• DIRECTIVE:
Copy out the entries below word for word, leaving out the pictures.
--- BEGIN ---
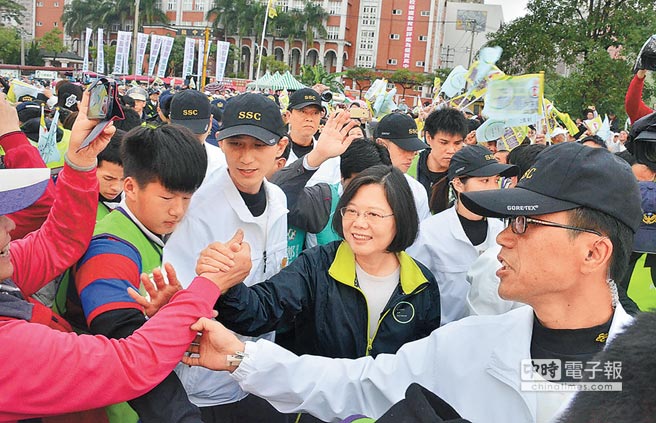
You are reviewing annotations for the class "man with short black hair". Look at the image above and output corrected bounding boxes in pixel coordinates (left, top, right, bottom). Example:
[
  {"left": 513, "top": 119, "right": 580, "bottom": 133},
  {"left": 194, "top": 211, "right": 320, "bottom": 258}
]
[
  {"left": 169, "top": 90, "right": 226, "bottom": 176},
  {"left": 183, "top": 143, "right": 642, "bottom": 423}
]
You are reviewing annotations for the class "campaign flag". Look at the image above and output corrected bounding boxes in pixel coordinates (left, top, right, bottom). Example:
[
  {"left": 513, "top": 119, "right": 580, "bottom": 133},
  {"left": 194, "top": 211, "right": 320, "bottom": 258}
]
--- END ---
• ANSWER TO THIS TASK:
You are reviewing annotations for the class "man with short black hair". Look at the image above and output corrected bounding boxes in pixel coordinates (left, top, right, bottom). Example:
[
  {"left": 513, "top": 119, "right": 580, "bottom": 133},
  {"left": 194, "top": 211, "right": 320, "bottom": 258}
]
[
  {"left": 169, "top": 90, "right": 226, "bottom": 176},
  {"left": 183, "top": 143, "right": 642, "bottom": 423}
]
You are reviewing annotations for the class "campaign flag". Look at the image above and output corrected bounding boxes in pixel coordinates (left, top, right, bottom). Example:
[
  {"left": 513, "top": 119, "right": 580, "bottom": 133},
  {"left": 194, "top": 211, "right": 320, "bottom": 258}
]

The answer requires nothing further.